-- Begin AVAILABLE RECORDS --
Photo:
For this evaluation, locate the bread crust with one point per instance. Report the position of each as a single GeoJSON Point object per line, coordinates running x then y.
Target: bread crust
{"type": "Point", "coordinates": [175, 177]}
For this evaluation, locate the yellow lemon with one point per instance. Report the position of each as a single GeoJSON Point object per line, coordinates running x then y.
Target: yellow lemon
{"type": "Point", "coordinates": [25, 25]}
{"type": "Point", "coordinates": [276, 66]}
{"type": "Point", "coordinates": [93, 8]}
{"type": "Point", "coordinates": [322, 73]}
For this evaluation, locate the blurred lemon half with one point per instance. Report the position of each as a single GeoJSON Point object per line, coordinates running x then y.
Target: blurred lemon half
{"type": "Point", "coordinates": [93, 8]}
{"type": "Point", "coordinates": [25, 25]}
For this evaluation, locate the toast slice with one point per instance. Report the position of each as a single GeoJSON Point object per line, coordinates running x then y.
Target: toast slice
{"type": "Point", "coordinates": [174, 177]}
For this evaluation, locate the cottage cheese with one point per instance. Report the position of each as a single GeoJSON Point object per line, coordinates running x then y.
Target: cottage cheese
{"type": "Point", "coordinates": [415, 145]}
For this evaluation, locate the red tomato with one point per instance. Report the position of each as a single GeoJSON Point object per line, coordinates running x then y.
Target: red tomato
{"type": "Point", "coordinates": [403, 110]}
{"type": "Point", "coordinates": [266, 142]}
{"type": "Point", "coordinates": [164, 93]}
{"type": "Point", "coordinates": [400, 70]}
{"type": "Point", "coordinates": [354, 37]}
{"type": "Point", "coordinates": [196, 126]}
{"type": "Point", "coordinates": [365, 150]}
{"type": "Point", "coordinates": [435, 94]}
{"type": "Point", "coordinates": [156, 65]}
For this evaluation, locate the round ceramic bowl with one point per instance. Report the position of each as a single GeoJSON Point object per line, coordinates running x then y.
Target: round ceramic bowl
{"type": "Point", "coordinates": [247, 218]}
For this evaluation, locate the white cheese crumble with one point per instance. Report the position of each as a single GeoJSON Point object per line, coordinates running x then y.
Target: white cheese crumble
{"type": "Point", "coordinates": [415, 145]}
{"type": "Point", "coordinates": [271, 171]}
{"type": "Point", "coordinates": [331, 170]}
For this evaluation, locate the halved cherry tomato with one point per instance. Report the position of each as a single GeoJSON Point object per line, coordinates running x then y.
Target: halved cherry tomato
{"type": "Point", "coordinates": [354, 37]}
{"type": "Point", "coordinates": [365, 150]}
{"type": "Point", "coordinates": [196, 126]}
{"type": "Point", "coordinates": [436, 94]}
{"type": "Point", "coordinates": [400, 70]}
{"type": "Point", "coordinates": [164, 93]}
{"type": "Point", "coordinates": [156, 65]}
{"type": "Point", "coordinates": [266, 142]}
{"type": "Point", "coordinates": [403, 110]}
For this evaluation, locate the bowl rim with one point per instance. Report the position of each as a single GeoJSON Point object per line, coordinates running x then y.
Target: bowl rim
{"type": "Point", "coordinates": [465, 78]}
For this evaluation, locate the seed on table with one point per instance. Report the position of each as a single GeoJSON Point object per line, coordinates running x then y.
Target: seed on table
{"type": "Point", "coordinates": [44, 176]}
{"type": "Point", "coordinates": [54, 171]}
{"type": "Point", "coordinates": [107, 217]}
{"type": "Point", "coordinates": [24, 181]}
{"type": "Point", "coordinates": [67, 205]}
-- End AVAILABLE RECORDS --
- _WORK TO DO_
Transcribe every line of the records above without changing anything.

- _EXERCISE SOLUTION_
Photo:
For this evaluation, locate the bread crust with one point per instance. Report the position of each as a single GeoJSON Point object per line, coordinates running x then y.
Target: bread crust
{"type": "Point", "coordinates": [175, 177]}
For this evaluation, locate the yellow lemon with one point per instance. Report the position of each as a single GeoJSON Point object per line, coordinates running x then y.
Target: yellow lemon
{"type": "Point", "coordinates": [25, 25]}
{"type": "Point", "coordinates": [276, 66]}
{"type": "Point", "coordinates": [93, 8]}
{"type": "Point", "coordinates": [322, 73]}
For this evaluation, locate the blurred lemon half with one point per instance. Report the position of each as a single GeoJSON Point object per line, coordinates running x then y.
Target: blurred lemon half
{"type": "Point", "coordinates": [93, 8]}
{"type": "Point", "coordinates": [25, 25]}
For this evaluation, locate the toast slice with one point per instance. Report the position of each as a single GeoJSON Point object per line, coordinates running x then y.
Target: toast slice
{"type": "Point", "coordinates": [174, 177]}
For this evaluation, locate the cottage cheese with one point per instance. Report the position of each as a single GeoJSON Point object per line, coordinates running x then y.
Target: cottage cheese
{"type": "Point", "coordinates": [415, 145]}
For this evaluation, locate the red tomato with one point per instance. Report the position of each as a single GeoJSON Point object per line, coordinates running x then y.
Target: red tomato
{"type": "Point", "coordinates": [403, 110]}
{"type": "Point", "coordinates": [266, 142]}
{"type": "Point", "coordinates": [164, 93]}
{"type": "Point", "coordinates": [400, 70]}
{"type": "Point", "coordinates": [354, 37]}
{"type": "Point", "coordinates": [196, 126]}
{"type": "Point", "coordinates": [365, 150]}
{"type": "Point", "coordinates": [435, 94]}
{"type": "Point", "coordinates": [156, 65]}
For this evaluation, locate the round ceramic bowl with one point per instance. Report the position of each as a single GeoJSON Point object per line, coordinates running x then y.
Target: round ceramic bowl
{"type": "Point", "coordinates": [247, 218]}
For this evaluation, locate the white cheese crumble with one point per instance. Report the position of each as a single GeoJSON Point object per line, coordinates running x then y.
Target: white cheese crumble
{"type": "Point", "coordinates": [415, 145]}
{"type": "Point", "coordinates": [271, 171]}
{"type": "Point", "coordinates": [331, 170]}
For this evaluation, locate the halved cherry tomato with one point per instance. Report the position of each as a single GeoJSON Point object per line, coordinates running x then y.
Target: halved cherry tomato
{"type": "Point", "coordinates": [354, 37]}
{"type": "Point", "coordinates": [365, 150]}
{"type": "Point", "coordinates": [196, 126]}
{"type": "Point", "coordinates": [436, 94]}
{"type": "Point", "coordinates": [400, 70]}
{"type": "Point", "coordinates": [164, 93]}
{"type": "Point", "coordinates": [156, 65]}
{"type": "Point", "coordinates": [266, 142]}
{"type": "Point", "coordinates": [403, 110]}
For this evaluation, locate the bowl rim with one point per instance. Report the position of each as a single GeoJSON Point object per line, coordinates running x then y.
Target: bowl rim
{"type": "Point", "coordinates": [465, 78]}
For this evaluation, locate the seed on table with one point per instance. Report the position of each as a single GeoJSON Point object per line, coordinates running x then y.
Target: seed on table
{"type": "Point", "coordinates": [44, 176]}
{"type": "Point", "coordinates": [54, 171]}
{"type": "Point", "coordinates": [107, 217]}
{"type": "Point", "coordinates": [24, 181]}
{"type": "Point", "coordinates": [67, 205]}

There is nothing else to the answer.